━━━━━ Data extract ━━━━━
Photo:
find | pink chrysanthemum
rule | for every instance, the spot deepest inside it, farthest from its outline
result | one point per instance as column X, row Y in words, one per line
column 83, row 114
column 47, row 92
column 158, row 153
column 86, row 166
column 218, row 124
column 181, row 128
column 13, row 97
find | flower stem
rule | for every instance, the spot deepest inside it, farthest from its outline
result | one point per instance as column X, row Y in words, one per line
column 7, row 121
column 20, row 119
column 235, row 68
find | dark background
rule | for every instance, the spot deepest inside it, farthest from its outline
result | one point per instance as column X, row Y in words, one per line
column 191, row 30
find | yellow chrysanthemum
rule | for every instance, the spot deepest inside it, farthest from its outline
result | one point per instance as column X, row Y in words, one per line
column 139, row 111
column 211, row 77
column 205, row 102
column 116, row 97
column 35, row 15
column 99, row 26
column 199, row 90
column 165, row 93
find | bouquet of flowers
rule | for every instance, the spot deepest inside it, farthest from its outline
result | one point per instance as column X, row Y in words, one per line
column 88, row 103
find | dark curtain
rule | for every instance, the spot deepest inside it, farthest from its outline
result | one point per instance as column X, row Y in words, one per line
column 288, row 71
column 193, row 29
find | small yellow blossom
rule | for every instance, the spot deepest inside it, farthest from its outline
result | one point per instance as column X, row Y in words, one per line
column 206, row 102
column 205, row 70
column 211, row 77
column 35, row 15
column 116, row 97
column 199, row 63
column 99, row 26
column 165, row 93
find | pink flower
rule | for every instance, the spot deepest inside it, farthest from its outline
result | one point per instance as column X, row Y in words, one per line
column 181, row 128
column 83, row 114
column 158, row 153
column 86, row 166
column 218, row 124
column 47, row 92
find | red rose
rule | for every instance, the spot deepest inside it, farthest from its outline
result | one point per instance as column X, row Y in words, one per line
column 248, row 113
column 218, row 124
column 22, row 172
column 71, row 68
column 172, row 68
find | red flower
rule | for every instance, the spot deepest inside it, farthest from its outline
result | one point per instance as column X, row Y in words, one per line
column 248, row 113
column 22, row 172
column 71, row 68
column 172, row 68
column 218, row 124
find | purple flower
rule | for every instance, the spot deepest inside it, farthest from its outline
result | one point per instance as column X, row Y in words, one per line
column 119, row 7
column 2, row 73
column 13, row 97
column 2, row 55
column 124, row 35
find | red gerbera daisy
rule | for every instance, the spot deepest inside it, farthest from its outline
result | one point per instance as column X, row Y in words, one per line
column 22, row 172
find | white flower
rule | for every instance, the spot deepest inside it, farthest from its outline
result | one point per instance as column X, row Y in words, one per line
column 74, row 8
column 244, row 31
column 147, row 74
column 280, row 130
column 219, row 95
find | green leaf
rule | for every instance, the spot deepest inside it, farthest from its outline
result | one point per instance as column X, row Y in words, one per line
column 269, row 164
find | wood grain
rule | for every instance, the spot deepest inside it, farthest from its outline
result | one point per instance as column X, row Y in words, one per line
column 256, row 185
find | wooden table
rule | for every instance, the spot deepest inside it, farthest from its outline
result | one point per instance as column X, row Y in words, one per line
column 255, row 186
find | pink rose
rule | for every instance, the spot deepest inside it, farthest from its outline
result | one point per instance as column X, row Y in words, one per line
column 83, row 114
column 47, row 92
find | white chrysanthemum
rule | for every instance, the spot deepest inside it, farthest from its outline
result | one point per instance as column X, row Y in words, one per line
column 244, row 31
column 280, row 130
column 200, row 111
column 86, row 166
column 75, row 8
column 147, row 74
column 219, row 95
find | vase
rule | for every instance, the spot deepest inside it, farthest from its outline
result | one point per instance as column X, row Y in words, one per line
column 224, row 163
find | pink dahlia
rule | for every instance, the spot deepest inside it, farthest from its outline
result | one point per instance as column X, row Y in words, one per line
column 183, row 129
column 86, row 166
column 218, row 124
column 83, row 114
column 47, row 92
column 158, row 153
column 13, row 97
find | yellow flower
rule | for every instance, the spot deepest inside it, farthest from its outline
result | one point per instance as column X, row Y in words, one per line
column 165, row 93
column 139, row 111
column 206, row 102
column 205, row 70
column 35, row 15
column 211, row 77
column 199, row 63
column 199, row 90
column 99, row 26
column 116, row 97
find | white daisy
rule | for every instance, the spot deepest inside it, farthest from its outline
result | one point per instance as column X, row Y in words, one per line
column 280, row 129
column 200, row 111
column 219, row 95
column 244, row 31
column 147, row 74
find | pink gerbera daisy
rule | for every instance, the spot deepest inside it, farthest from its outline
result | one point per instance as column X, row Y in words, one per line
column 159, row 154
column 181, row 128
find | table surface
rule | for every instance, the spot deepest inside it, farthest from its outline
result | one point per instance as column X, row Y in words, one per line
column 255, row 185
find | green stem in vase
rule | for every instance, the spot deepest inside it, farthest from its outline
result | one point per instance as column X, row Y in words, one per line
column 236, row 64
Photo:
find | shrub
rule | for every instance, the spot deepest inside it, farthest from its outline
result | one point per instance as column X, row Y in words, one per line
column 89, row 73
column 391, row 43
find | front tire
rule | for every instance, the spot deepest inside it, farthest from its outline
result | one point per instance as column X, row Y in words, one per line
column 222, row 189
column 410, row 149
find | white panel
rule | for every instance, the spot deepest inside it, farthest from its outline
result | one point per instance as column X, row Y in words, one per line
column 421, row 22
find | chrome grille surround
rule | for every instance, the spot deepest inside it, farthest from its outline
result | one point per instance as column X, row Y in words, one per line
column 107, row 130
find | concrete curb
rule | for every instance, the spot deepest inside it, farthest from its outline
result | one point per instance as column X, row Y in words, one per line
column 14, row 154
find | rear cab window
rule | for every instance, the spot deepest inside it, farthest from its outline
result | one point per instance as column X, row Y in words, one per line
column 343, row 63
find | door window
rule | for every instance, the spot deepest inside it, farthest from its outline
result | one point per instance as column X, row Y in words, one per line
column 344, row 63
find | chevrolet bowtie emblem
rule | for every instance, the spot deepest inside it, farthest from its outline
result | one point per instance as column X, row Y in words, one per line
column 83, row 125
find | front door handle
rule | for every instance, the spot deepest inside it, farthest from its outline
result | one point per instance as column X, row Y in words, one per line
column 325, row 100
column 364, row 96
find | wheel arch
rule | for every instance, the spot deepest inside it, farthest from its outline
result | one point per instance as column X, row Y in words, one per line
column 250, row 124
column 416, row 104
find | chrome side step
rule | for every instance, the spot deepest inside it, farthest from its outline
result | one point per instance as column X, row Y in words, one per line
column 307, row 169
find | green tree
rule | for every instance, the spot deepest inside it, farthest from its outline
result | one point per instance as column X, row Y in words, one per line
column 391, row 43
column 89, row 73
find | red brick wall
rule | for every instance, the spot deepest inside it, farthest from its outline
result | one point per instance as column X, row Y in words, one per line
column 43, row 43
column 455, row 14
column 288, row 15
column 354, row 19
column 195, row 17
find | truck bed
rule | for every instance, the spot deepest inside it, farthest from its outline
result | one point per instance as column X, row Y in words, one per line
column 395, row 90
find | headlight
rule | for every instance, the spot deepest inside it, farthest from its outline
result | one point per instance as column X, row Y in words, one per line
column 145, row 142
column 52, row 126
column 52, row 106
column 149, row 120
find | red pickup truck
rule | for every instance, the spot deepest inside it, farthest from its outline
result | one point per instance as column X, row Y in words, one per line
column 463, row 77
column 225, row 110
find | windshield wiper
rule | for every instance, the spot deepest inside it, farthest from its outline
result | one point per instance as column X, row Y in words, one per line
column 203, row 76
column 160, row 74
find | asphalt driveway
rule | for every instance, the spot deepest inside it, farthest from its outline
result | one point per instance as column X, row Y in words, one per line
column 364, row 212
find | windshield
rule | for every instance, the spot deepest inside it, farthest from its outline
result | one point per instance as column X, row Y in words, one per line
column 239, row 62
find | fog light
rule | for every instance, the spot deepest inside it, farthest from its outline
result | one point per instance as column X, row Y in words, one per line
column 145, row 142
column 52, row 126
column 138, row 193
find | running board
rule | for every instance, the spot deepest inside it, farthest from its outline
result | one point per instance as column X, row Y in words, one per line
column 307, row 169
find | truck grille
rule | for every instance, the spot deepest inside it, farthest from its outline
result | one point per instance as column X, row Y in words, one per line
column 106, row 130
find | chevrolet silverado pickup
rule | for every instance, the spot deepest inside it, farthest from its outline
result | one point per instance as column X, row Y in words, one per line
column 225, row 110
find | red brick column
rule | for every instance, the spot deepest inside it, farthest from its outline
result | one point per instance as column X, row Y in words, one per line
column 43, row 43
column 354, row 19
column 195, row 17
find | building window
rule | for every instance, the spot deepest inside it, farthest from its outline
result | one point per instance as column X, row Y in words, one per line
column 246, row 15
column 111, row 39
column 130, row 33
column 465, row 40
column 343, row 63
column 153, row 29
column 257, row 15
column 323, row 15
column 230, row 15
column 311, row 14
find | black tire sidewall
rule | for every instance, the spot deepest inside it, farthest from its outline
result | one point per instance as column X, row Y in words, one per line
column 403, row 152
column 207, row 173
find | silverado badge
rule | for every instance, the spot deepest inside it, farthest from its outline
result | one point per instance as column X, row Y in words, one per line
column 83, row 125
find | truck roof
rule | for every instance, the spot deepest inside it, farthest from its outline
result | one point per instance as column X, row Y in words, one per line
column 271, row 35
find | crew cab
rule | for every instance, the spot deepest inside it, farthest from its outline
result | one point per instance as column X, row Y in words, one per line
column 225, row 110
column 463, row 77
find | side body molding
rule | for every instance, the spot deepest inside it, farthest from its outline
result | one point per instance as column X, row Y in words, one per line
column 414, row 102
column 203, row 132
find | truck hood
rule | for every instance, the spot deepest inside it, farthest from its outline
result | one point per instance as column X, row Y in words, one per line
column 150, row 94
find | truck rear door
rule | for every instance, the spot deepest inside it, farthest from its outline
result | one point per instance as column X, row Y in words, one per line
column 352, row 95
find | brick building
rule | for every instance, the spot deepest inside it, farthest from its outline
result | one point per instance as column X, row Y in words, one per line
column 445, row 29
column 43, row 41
━━━━━
Please print the lines of the listing exactly, from the line with "find | truck roof" to the line with "column 271, row 35", including both.

find | truck roof
rule | for every instance, the spot deepest inside it, farthest from its outline
result | one point per instance as column X, row Y in words, one per line
column 271, row 35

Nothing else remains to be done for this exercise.